- Provided passage:
--- --- ---

Tuesday, April 20, 2010

DIY Bacon Part I: The Cure

It's that time of year again - the sun is shining, the birds are singing, the farmers' market has the very first things that actually grew this year (hooray ramps!), and those of us with access to one are itching to use our outdoor grills. The rental Gods have bestowed upon me and my apartment a "backyard" (actually more like an alley with two spindly trees in it) in which I can grill things to my heart's content. As a kickoff to this grilling season, I decided to do a DIY food project I have tried once before (with much success): curing and smoking my own bacon.

It may seem a like a lot of work, but actually making your own bacon is very manageable (and, I think, fun and rather satisfying). I have found the most difficult part of the whole process has been to find the primary ingredient: raw, uncured pork belly. I was recently delighted to find this at my local Fairway Market, but it can also be found at Asian or Latin markets or ordered from your friendly local butcher.

The next steps to make American-style bacon are to 1) cure the meat and 2) smoke it. The first part, the cure, is the subject of today's post. Curing meat is a process that preserves meat by treating it with salt, sugar, and a preservative like sodium nitrate. Salt is of primary importance when curing meat, since high levels of salt are the primary method of preservation here. Salt inhibits the growth of microorganisms by absorbing all available water by osmosis, preventing spoilage. Sugar and other ingredients in the cure add flavor to the meat.

--- --- ---

- Directions:
[1] Answer these about the bacon post:
(a) At which store was the writer recently delighted to find raw, uncured pork belly?
(b) What are the two next steps for making American-style bacon?
(c) How does salt prevent spoilage, according to the post?
[2] Revise the bacon post, copying everything from "It may seem" down to "friendly local butcher." with "pork belly" changed to "pork side".
[3] Name every place the bacon post gives as a source for raw, uncured pork belly.
Rely solely on the bacon post above for your answers.

- Raw data:

--- --- ---

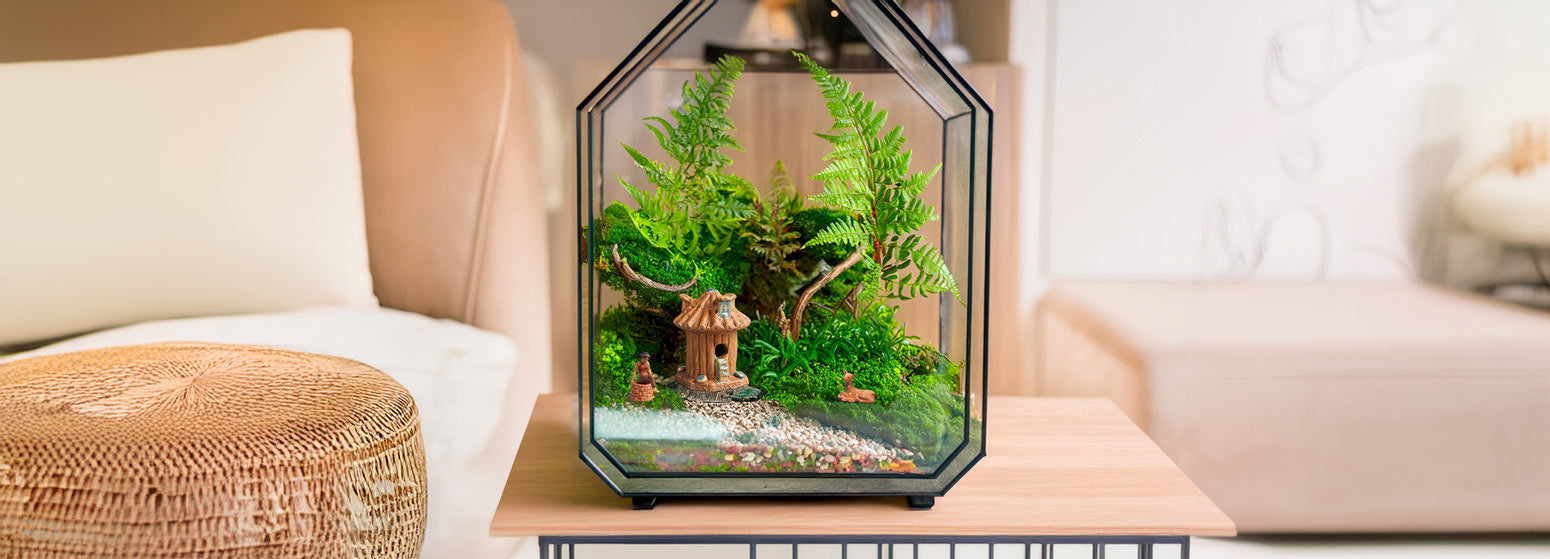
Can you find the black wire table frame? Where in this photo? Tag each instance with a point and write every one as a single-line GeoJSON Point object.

--- --- ---

- Activity answers:
[1]
(a) The writer's local Fairway Market.
(b) Curing the meat and smoking it.
(c) It absorbs all available water by osmosis, which inhibits the growth of microorganisms.

[2]
It may seem a like a lot of work, but actually making your own bacon is very manageable (and, I think, fun and rather satisfying). I have found the most difficult part of the whole process has been to find the primary ingredient: raw, uncured pork side. I was recently delighted to find this at my local Fairway Market, but it can also be found at Asian or Latin markets or ordered from your friendly local butcher.

[3]
- The writer's local Fairway Market
- Asian markets
- Latin markets
- A friendly local butcher (by ordering)